## SUPPLIED TEXT
--- START ---

|Women: look no further for quality care
by Cindy Abole
Women within MUSC’s own family of staff, faculty and students have been holding onto a secret.
MUSC’s female employees and other Lowcountry women, who are within
their child-bearing years, do not need to look elsewhere than MUSC to
experience quality care for soon-to-be moms. MUSC Women’s Health Center
has a proven track record, a dedicated team of professionals and full
range of services for women needing high tech ultrasound and high-risk
obstetrics care, prenatal testing, specialized gynecological and
reproductive health services.
The program follows a family-centered approach to care where newborns
stay at mom’s bedside, according to Debbie Browning, R.N., MUSC Women
& Infant Services Service Line director. MUSC’s Women & Infant
Services includes the Obstetrics-Gynecology (OB-GYN) floor (fifth floor
in the Medical University Hospital), which includes labor and delivery;
5W Antepartum (high risk deliveries); and 5E Postpartum (post
delivery); a Level I nursery; Children’s Hospital, a Neonatal Intensive
Care Unit (NNICU) and Level II nursery and Peds Meducare.
“MUSC has a very good reputation for being the high-risk specialty
center, but we can also provide a wonderful birth experience for low
risk patients as well,” said Browning. “Every mother-to-be brings
unique expectations to her birth experience, and our perinatal nursing
staff work very diligently to ensure needs are met. We really strive to
meet the needs of our patients; knowing they will always remember the
birth of their child.”
mother Dr. Kristin Highland, right, an MUSC pulmonolgist, welcomes
Rosemary Claire born Jan. 12 at MUSC. Highland is joined by her
obstetrician Dr. Margaret Villers.
Although what MUSC provides is similar to what’s provided to mothers
and newborns at other Lowcountry hospital facilities, what’s
distinguishable is MUSC’s maternal fetal medicine practice that
supports women with high-risk pregnancies and the ability to provide
specialized care to the tiniest of patients through the NNICU and Level
If a mother delivers her child at MUSC and experiences complications,
both mother and child can be admitted to the NNICU in the Children’s
Hospital. It’s helpful and convenient to keep both mother and child in
one location in support of the newborn’s care, according to Browning.

--- END ---

## GOAL OF THE EXERCISE
Write the next part of the article on MUSC's care for expectant mothers, picking up after its last sentence. The rows after this article on MUSC's care for expectant mothers are separate material.

## DATASET EXCERPTS
--- START ---

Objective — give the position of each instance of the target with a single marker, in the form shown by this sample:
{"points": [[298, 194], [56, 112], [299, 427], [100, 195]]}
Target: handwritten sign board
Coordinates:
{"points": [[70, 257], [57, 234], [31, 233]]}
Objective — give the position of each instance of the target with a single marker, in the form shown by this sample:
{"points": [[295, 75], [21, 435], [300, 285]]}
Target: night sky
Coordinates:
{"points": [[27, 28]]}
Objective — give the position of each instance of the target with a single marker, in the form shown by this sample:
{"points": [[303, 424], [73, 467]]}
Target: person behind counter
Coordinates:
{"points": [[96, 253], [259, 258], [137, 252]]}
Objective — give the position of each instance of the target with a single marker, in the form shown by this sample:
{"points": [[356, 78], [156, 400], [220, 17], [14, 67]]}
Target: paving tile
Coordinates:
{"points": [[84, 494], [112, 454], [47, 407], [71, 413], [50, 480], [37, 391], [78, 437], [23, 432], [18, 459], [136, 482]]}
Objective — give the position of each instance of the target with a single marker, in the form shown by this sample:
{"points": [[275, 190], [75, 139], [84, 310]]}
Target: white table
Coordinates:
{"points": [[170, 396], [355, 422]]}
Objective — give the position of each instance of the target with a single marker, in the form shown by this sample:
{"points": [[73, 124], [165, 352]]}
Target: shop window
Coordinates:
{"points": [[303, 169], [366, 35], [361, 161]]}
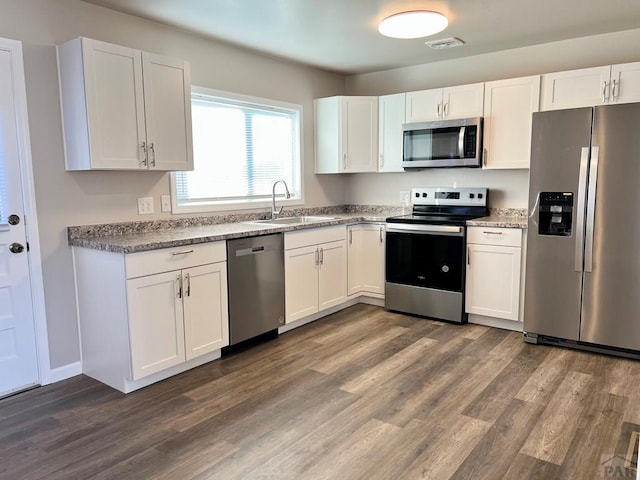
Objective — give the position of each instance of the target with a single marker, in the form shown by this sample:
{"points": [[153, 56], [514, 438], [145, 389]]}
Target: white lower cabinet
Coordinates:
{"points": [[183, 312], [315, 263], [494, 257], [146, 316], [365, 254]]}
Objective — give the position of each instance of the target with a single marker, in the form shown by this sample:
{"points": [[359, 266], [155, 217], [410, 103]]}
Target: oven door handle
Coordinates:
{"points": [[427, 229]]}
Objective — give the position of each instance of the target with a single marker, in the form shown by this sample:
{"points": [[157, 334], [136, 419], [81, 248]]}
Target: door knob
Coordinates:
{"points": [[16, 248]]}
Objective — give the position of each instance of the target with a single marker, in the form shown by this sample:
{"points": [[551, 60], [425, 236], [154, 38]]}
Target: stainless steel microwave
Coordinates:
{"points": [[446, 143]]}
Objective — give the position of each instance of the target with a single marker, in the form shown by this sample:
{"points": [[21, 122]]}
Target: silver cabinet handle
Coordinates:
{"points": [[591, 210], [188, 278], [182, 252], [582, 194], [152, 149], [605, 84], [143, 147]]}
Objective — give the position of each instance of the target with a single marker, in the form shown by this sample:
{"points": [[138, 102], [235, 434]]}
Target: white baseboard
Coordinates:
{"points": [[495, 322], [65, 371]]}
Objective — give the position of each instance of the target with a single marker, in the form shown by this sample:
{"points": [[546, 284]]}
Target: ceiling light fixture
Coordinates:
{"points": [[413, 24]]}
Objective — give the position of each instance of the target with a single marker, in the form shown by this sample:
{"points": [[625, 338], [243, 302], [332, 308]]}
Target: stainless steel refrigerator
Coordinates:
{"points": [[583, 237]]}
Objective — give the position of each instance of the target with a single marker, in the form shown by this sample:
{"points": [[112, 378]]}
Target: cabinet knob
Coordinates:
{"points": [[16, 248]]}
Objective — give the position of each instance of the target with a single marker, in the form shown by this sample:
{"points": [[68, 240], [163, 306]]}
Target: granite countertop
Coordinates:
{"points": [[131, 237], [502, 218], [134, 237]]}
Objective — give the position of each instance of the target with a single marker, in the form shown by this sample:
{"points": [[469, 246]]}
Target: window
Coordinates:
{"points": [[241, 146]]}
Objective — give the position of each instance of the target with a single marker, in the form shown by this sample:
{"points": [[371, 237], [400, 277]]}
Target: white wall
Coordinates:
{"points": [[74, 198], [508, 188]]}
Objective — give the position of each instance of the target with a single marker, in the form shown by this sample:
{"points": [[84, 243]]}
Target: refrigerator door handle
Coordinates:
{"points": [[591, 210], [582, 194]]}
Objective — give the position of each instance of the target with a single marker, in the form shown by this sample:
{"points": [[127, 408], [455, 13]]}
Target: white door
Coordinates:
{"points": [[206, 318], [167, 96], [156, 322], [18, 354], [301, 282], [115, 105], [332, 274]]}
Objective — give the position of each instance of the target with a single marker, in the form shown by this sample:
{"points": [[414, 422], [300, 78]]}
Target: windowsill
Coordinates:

--- END ---

## OUTPUT OF THE TASK
Currently, patients stay in pods within the NNICU where parents can
come and go as needed. The NNICU staff is available to help guide and
educate the mother, father and family. Browning said that a virtual
tour of the facility and what it offers also is available.
“MUSC’s obstetrics program is known throughout the Lowcountry community
for taking care of high-risk pregnancies and preterm or sick neonates
(newborns),” said Jill Mauldin, M.D., Perinatal Service Line medical
director. “What they don’t realize is that our staff is just as skilled
in caring for low-risk pregnancy patients as well. MUSC Perinatal
Services prides itself on providing the best care for women when
they’re expecting. We think it’s a strong benefit because if something
should go wrong, we have expert care—skilled obstetricians,
neonatologists and anesthesiologists—available to mother and child
24/7. There’s no other hospital in town that can claim this.”
Relying on a skilled team
Ambulatory Care Service Excellence manager Maggie Thompson was
expecting twins and was a 2003 patient of Roger Newman, M.D., a
Maternal Fetal Medicine specialist and vice chairman for academic
affairs and Women’s Services Research, OB-GYN. She had experienced a
good pregnancy until she unexpectedly went into pre-term labor at 25
weeks. What was puzzling was Thompson had not presented with any of the
classic symptoms of labor. However, the Maternal Fetal Medicine staff
had trained her to be alert and sensitive to any small changes and she
had noticed that her stomach felt hard to the touch at times. She
presented her symptoms to Eugene Chang, M.D., medical director of MUSC
Labor and Delivery, who instructed her to come to the hospital
immediately. Within an hour, Thompson was admitted and in full labor.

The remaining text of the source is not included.